**Required work:**
Count the lines in the data below that contain the string "boat". Reply with the number only.
_____
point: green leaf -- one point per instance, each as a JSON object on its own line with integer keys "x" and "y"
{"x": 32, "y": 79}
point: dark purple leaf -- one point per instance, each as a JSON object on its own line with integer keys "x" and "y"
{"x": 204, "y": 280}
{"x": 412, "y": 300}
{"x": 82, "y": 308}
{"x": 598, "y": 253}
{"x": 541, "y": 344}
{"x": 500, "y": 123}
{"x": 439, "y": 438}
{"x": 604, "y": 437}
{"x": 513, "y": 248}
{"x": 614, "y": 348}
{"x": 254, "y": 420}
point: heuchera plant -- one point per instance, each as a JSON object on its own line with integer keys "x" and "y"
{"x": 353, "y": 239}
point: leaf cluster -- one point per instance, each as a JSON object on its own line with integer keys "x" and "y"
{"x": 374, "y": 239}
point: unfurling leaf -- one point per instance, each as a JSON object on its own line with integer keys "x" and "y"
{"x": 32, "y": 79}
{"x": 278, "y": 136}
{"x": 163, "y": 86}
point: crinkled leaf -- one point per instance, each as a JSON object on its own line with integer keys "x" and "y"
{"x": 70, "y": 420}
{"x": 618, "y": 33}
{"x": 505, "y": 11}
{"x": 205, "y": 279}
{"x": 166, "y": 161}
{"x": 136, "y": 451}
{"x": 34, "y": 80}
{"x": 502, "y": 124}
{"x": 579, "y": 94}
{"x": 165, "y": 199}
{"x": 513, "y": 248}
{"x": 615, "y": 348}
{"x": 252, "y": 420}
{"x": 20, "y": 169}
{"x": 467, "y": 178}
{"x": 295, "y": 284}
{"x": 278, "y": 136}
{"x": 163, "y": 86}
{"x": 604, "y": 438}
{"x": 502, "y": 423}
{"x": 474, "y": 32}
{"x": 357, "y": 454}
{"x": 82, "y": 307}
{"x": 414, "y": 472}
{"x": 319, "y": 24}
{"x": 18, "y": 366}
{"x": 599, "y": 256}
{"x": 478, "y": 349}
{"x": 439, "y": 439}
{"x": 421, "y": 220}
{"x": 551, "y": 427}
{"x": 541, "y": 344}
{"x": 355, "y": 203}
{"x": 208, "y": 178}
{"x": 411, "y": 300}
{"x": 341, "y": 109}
_____
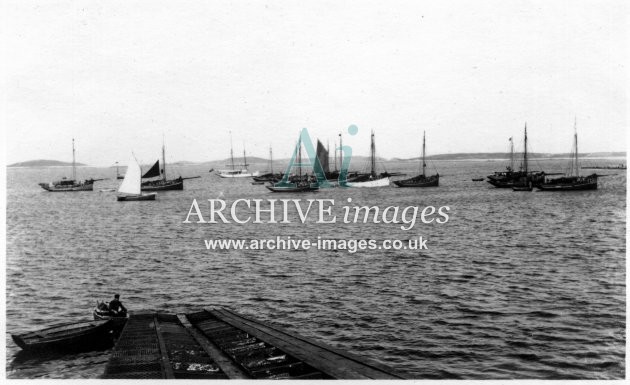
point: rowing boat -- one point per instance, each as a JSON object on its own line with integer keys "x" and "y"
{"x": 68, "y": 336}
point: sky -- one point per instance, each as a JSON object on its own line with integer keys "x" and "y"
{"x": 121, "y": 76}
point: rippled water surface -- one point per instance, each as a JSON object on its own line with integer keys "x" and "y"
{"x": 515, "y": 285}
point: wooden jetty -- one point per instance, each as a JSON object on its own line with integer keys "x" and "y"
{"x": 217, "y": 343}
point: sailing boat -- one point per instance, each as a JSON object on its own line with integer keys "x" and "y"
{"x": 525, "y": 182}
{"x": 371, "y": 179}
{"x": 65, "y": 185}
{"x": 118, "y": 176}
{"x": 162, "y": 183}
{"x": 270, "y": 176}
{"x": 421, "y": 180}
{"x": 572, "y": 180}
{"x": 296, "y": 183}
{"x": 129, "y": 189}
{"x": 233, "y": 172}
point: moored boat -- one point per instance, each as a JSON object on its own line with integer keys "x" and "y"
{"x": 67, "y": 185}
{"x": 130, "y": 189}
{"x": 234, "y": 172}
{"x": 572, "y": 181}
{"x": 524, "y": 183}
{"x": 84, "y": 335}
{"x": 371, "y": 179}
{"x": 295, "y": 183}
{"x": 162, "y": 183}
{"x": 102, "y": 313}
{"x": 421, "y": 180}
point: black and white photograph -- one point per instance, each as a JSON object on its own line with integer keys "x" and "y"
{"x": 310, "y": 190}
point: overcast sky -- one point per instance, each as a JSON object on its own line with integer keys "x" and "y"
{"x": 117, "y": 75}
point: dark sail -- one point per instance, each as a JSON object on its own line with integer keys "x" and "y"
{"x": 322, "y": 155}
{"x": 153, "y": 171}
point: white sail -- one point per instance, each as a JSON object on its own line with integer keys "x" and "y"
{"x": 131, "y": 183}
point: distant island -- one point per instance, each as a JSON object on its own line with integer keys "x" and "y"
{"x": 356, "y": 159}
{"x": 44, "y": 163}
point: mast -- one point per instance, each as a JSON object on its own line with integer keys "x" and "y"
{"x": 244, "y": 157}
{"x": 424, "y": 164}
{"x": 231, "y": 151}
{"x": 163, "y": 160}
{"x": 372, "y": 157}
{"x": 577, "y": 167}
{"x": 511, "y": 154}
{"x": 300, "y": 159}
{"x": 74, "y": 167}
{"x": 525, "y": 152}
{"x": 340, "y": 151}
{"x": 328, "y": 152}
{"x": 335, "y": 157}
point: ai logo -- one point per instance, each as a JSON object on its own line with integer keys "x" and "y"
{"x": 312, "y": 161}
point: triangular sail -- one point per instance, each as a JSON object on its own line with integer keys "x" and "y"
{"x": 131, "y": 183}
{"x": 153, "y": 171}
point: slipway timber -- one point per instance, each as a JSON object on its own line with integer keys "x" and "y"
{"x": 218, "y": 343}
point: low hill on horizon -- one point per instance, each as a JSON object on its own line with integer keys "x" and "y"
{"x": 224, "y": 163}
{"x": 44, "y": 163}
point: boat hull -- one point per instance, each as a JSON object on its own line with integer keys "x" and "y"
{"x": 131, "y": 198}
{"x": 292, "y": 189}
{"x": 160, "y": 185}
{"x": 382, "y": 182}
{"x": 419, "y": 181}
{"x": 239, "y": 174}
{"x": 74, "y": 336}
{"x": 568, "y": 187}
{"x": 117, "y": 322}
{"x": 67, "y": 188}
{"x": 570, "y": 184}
_____
**Exercise answer:**
4